## Stated task
Copy every line of the material below word for word, leaving out the pictures.

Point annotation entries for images
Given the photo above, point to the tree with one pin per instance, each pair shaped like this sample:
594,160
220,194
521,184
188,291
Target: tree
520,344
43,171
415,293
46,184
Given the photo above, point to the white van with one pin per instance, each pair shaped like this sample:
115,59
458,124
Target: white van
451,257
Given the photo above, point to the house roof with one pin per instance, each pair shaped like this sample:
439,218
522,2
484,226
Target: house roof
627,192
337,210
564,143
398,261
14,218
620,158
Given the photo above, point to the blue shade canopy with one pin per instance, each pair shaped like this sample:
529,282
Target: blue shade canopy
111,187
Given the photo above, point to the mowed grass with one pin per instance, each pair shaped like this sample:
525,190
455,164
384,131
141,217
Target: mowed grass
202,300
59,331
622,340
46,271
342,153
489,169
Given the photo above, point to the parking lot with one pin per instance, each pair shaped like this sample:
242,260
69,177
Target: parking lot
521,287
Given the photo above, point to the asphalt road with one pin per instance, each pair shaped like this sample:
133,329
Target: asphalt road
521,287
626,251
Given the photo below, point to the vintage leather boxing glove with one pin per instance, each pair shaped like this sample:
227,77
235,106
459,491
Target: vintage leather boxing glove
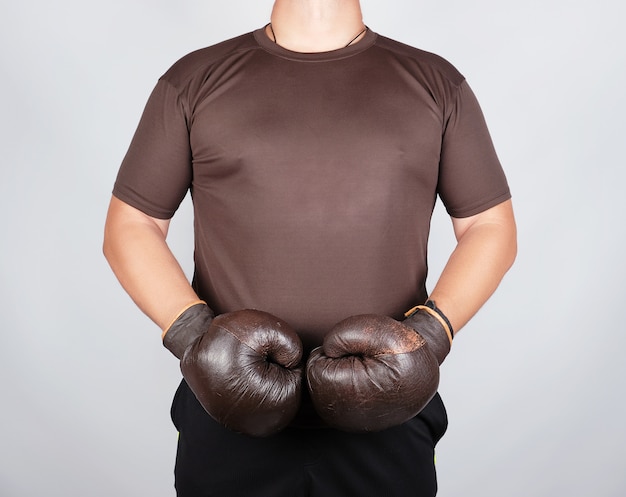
371,373
433,326
244,369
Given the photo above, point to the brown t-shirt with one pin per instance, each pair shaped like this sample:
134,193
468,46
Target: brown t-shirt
313,176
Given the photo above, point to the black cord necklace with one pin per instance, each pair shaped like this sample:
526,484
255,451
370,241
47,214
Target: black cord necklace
346,46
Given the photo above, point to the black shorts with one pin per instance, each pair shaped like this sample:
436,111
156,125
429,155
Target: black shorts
214,461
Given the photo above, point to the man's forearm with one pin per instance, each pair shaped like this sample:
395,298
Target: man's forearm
135,247
485,251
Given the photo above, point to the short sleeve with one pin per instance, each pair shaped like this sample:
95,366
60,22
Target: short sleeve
156,172
471,178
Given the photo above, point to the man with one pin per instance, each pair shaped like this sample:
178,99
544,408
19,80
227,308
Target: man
314,150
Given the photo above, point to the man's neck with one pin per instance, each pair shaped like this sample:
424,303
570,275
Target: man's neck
315,25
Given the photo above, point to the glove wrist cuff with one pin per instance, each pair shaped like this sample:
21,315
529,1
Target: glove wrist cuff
430,308
190,323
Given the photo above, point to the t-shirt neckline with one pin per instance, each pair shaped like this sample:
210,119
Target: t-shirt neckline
363,44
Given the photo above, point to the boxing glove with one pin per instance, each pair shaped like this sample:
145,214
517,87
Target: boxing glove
371,373
433,326
245,370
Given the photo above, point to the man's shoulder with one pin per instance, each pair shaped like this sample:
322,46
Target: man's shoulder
204,58
422,57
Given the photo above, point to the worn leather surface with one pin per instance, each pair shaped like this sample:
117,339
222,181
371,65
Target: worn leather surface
246,371
371,373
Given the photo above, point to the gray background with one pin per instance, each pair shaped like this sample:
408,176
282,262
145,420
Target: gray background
535,385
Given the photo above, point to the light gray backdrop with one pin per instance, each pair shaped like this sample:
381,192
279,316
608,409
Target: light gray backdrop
535,385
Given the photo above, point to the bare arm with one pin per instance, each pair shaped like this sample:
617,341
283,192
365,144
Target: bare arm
486,248
135,247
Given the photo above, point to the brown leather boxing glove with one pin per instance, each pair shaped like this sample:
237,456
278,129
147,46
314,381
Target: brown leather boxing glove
433,326
245,370
371,373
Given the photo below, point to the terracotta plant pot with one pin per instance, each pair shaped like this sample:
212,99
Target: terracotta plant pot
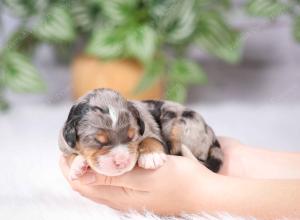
122,75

## Expected output
Given the photo above, point to the tree with one pin per instance, each pair shaped like this sample:
594,160
220,194
521,184
188,291
Target: tree
520,344
43,171
415,293
46,184
Given the photo above, point to the white van with one pin per instance, each pair shaped like this sample:
115,59
458,124
Target: white van
451,257
Given the photo above, point to the house roof with one pin per instance, each pair shaped like this sample:
439,218
522,2
484,226
Target: house roof
627,192
337,210
564,143
398,261
14,218
620,158
Given the photo above, point to the blue shade canopy with one pin per instance, each pair shaped like this sample:
529,282
Target: blue shade canopy
111,187
Given the photo above, point to the mowed grass with one pin per instance, each pair shaped like this sample:
525,190
455,164
384,131
141,217
Target: mowed grass
202,300
59,331
622,340
46,271
342,153
489,169
Given the photo above, point to the parking lot with one pin per instance, each pair shaped like this sample:
242,260
69,177
Target: parking lot
521,287
Given the photo above, point to the asphalt road with one pin per instance, each pair shaped like this sample:
133,329
Target: asphalt road
521,287
626,251
Given the photo below, point to the vintage leather boxing glove with one pin per instance, each pair shaped like this sample:
227,77
235,106
459,491
Target: vintage leather boxing glove
371,373
433,326
244,369
Given the photo above, point to the brown t-shirt with one pin per instance, each pair shaped like this sample:
134,193
468,46
Target: brown t-shirt
313,176
Given the photo above, point to the black cord necklace with one pin per instance, each pair shaped like this sample:
526,484
255,451
370,241
47,214
Target: black cord necklace
346,46
Given the photo above, point to the black shorts with one pin per instance, each pair shaped like this sample:
436,111
156,125
429,155
Target: black shorts
214,461
Given the photo above, point to the man's forearm with one pin per instance, each pair shaped like this sample:
395,298
Target: man's forearm
135,247
485,251
Given the photo above, point to the short sleeve with one pin per instance, each pair shaped like this sample:
95,366
60,22
Target: short sleeve
156,172
471,178
Given the photo above, point to the man with one pin per instance, each pair shaped like this sample:
178,99
544,408
19,80
227,308
Target: man
314,150
Given the photo above, point to the man's neck with one pin per instance, each pair shaped like this sample:
424,303
570,275
Target: man's neck
315,25
Given the photo above, point to the glove wrist cuff with one pin per instance, each pair shaped like this sample:
21,315
529,1
Target: glove wrist cuff
430,308
190,323
Given the photo above, point to the t-shirt neckline with one pin per instance, each pair shaped like this sample:
210,119
Target: t-shirt neckline
363,44
Given the photo above, point to the boxing glove with one pin per instance, each pair shaped like this sample:
145,214
517,87
Target: boxing glove
371,373
433,326
245,370
Given the photo above, point to the man's shoulder with one pin per instance, each pair shaped like this sample:
322,46
Target: man's shoulder
204,58
422,57
Given the photo above, point to the worn leather surface with one pin per instance, each pair shaped like this sample:
117,339
222,181
371,65
Target: worn leather surface
246,371
371,373
Given the photo above, point to the gray background with one pin per instance, each pair shaped like this sample:
408,176
282,262
145,420
Target: gray background
535,385
Given the photo above, point to the light gray backdrop with one pin per instance, each pair shaped like this sample:
381,192
279,316
608,409
Target: light gray backdrop
535,385
Given the photo above, point to the bare arm with one pin per instance, each pair shaped like this sample:
617,341
283,192
365,144
Target: bare arm
486,248
135,247
Given the photo above, point to the brown leather boxing glove with one pin per instance, each pair shaped like this sample:
237,456
278,129
147,46
314,381
Target: brown leather boxing glove
433,326
245,370
371,373
Given the photo below, point to the terracotta plant pot with one pin per instance, each pair shaped like this sample:
212,99
Target: terracotta plant pot
122,75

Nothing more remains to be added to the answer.